>>>

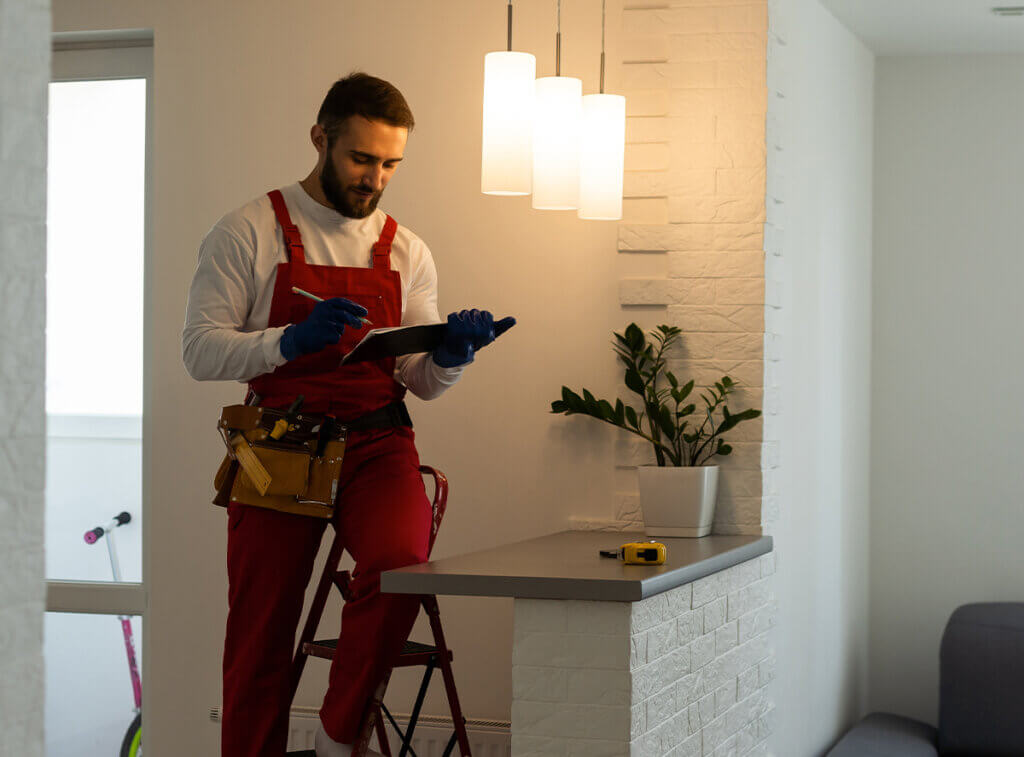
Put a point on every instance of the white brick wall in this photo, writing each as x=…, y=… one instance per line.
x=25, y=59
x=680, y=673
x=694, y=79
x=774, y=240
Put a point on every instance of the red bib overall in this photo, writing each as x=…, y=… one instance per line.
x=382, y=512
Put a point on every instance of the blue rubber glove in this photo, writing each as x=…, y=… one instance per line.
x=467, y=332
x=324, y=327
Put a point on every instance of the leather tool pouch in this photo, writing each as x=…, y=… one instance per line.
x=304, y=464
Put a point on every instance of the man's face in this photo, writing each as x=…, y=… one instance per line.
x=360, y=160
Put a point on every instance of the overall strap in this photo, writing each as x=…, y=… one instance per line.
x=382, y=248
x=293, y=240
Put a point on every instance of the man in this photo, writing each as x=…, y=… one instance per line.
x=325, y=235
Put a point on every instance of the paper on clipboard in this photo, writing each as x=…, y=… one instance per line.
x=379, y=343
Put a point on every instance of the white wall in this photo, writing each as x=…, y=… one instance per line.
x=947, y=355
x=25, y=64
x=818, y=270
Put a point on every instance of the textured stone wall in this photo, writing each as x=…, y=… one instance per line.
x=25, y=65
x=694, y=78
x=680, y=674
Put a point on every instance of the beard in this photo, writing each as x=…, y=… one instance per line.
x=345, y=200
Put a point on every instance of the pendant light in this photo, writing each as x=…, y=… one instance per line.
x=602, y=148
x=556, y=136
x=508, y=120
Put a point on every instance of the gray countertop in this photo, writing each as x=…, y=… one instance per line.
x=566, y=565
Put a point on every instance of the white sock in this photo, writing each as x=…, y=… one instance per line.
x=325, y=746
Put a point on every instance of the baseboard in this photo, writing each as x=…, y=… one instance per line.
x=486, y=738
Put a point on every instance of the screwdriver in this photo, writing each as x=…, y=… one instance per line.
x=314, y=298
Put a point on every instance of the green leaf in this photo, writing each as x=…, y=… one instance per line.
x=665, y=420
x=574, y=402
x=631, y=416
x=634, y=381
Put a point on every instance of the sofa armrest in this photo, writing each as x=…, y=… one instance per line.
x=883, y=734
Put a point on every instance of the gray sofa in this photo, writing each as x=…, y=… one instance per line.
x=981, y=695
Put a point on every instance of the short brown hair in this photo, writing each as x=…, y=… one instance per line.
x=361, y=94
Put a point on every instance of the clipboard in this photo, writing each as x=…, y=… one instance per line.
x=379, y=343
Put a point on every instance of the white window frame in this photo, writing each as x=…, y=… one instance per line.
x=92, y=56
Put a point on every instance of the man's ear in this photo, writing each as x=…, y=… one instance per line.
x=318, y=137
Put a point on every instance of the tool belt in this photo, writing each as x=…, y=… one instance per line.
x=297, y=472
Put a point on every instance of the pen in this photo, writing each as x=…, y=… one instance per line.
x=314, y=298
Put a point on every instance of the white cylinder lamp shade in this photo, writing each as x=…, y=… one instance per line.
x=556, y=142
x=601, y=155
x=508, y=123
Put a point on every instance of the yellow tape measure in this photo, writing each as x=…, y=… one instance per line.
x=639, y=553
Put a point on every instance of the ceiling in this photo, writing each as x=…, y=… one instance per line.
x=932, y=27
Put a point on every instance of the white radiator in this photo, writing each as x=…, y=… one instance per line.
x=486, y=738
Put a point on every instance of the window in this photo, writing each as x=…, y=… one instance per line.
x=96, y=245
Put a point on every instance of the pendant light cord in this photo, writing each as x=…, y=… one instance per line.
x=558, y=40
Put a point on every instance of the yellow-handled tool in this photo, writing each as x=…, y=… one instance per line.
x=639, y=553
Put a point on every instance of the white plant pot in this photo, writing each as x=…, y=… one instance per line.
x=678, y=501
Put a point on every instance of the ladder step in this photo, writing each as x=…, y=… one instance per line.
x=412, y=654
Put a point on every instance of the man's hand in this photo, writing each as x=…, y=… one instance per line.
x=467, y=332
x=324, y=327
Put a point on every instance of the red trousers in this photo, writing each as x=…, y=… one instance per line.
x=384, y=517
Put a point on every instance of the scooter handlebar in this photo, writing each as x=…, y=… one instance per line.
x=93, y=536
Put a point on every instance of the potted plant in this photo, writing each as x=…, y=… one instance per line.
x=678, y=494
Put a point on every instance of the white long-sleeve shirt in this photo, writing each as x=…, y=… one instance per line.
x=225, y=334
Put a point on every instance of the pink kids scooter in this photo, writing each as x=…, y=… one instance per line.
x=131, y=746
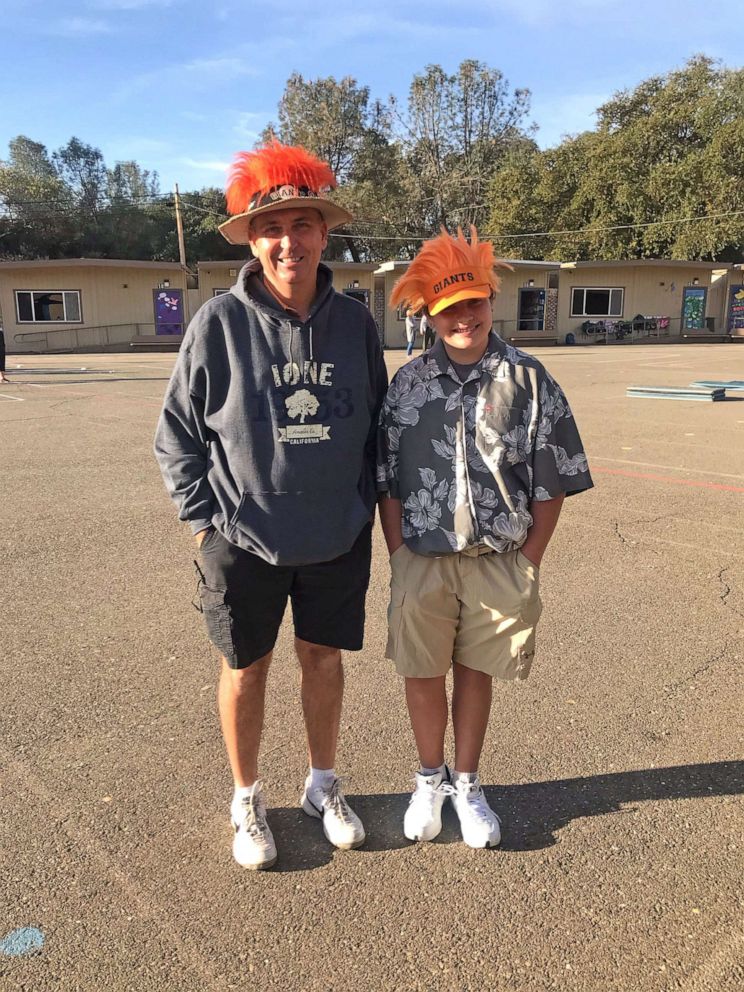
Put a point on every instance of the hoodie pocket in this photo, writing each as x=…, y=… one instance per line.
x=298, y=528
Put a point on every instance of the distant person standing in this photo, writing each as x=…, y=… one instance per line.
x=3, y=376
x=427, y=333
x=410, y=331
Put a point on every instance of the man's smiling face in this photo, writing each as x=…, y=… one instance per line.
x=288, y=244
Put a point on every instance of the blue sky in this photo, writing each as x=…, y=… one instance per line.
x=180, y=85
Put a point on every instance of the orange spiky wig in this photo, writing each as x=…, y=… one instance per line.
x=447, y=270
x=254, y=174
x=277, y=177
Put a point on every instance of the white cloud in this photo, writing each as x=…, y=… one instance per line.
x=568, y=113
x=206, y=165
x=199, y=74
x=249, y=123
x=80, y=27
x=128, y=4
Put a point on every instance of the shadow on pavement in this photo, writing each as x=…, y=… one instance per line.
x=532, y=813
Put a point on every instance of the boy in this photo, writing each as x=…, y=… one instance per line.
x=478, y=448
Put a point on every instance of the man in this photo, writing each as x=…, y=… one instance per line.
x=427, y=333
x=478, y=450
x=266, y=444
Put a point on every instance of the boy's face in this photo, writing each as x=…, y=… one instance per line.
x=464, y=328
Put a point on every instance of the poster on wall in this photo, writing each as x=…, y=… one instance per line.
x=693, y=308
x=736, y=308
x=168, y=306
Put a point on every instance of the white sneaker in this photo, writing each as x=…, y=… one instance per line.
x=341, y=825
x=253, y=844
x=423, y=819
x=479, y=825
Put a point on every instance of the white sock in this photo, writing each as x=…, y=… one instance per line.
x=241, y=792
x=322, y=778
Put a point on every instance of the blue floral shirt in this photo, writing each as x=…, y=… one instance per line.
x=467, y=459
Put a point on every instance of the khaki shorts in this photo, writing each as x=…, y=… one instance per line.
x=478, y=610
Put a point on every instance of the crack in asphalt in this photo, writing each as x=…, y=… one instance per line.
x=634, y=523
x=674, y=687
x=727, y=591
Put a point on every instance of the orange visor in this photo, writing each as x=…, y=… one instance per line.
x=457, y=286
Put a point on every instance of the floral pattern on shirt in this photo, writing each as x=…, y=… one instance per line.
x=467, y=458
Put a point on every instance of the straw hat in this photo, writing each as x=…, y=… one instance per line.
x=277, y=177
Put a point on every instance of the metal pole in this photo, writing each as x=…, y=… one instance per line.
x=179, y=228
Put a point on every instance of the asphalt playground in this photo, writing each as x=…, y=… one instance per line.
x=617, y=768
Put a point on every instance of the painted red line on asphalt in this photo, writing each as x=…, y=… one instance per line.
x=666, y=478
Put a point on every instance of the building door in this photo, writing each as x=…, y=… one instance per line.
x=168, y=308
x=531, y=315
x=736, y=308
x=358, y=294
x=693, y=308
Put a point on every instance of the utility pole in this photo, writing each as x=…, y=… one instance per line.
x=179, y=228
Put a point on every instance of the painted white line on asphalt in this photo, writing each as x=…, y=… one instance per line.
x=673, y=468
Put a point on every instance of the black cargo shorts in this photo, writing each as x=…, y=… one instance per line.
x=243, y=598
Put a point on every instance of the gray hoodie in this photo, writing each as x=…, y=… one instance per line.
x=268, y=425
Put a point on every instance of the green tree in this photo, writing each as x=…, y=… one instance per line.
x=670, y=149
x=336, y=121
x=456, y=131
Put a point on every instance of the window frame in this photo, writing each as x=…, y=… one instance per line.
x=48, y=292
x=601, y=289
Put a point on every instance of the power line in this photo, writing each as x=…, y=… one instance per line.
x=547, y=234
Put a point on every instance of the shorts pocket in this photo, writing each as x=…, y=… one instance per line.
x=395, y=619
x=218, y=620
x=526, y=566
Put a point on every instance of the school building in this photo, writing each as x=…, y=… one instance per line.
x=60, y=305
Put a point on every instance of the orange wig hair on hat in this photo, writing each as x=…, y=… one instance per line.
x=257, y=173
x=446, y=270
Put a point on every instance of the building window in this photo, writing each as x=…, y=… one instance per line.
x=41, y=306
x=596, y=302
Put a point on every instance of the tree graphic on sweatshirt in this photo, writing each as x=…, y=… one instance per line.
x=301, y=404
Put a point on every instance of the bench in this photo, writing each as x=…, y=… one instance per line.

<<<

** What is asked **
Can you give back the listing starting at the line containing "Put a point on every instance of the potted" and ending at the line containing "x=288, y=244", with "hoodie" changed to "sweatshirt" and nothing else altered? Leave the pictures out.

** Response for this exercise **
Put a point on every instance of the potted plant in this photo, writing each as x=…, y=… one instance per line.
x=678, y=494
Put a point on every instance of the white long-sleeve shirt in this photo, writing each as x=…, y=… one instance per line.
x=225, y=334
Put a point on every instance of the pink kids scooter in this photo, writing each as x=…, y=… one instance per line.
x=131, y=746
Put a point on every instance of the sweatshirt pocket in this photo, writing each as x=…, y=… one instance per line.
x=298, y=528
Put a point on every instance of the distant person standing in this photo, writing each as x=…, y=… one instance per line.
x=3, y=376
x=427, y=333
x=410, y=331
Put a point on every instance of the man's smiling face in this photo, writing each as x=…, y=… one instance per line.
x=288, y=244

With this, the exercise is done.